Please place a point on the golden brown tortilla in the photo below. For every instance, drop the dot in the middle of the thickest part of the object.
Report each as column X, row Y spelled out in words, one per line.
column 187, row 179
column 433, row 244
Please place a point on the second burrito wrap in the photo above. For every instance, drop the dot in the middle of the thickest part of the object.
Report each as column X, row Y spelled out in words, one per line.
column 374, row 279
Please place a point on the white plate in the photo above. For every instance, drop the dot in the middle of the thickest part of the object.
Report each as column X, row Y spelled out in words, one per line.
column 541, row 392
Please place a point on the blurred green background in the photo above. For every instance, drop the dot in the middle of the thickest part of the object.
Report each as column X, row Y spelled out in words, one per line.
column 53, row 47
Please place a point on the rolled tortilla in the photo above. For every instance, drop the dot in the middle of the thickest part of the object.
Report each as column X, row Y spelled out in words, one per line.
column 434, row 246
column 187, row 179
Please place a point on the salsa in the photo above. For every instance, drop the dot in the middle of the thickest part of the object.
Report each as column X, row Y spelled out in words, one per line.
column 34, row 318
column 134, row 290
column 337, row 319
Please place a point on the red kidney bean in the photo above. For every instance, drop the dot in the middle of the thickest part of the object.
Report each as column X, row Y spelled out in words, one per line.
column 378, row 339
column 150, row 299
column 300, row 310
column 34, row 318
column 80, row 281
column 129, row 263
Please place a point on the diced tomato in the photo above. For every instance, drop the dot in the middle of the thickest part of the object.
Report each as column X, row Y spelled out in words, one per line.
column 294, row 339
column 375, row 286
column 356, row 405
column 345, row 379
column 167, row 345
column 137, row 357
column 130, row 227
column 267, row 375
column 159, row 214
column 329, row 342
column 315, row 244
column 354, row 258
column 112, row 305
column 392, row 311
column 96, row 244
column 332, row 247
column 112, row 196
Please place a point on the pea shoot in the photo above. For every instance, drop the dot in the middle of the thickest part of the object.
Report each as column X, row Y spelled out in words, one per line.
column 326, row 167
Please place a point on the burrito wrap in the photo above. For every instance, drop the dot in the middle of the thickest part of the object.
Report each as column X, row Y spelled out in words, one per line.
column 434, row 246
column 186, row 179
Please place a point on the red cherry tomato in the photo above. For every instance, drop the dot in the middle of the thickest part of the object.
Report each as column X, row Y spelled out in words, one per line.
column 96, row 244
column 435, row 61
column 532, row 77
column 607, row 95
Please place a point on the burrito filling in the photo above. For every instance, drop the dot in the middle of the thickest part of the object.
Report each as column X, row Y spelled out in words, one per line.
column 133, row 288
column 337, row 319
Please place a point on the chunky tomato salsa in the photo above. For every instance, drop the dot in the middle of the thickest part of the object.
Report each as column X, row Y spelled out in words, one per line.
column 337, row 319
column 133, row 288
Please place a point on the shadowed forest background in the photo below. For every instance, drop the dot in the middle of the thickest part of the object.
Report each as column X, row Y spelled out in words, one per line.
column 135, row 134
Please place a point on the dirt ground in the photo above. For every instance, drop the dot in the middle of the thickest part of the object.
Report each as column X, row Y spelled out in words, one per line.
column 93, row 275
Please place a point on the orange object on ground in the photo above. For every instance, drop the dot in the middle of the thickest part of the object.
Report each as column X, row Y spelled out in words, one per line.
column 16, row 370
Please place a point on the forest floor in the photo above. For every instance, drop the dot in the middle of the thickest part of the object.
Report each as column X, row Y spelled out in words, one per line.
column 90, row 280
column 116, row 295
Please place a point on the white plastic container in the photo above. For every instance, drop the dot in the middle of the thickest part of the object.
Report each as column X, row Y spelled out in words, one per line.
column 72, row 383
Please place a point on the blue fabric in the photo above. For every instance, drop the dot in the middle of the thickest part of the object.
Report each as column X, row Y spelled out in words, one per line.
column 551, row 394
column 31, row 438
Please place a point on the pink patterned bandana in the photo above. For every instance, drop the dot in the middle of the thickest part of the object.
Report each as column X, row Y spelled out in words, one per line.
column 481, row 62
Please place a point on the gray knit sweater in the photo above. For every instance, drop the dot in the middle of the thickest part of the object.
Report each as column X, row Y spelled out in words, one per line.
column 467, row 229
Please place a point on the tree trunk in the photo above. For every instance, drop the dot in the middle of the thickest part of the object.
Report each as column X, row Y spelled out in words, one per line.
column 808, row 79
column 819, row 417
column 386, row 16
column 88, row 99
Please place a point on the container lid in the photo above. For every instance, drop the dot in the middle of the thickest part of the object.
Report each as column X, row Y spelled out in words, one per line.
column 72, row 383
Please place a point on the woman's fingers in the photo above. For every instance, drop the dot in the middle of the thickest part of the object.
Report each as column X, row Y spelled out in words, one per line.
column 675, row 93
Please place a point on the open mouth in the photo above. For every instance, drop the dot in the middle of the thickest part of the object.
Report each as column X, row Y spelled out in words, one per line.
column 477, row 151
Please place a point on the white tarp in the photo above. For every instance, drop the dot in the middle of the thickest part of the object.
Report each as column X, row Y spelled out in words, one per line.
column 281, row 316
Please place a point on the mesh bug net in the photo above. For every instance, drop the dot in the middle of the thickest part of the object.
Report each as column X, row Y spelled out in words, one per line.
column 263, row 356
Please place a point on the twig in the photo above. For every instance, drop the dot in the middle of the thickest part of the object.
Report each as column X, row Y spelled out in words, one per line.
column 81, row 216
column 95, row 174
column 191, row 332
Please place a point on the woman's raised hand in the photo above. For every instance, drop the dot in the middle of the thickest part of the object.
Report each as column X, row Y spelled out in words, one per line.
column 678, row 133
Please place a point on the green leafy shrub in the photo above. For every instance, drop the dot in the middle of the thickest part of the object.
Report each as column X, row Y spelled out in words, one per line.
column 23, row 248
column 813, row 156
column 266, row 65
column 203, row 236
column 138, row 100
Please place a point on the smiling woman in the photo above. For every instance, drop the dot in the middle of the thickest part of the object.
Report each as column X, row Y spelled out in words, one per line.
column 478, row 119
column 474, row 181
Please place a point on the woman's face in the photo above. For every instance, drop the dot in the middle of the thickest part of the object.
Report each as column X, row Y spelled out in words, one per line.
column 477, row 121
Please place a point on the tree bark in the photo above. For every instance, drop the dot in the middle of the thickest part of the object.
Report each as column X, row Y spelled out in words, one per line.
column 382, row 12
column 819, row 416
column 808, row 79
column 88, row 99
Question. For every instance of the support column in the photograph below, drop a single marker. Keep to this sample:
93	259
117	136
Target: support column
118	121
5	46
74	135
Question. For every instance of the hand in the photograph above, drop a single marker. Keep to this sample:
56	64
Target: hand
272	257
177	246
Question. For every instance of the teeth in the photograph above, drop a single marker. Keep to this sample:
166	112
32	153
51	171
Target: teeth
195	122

#### Exercise goal
Write only the number of lines in the listing that include "below".

#### Response
3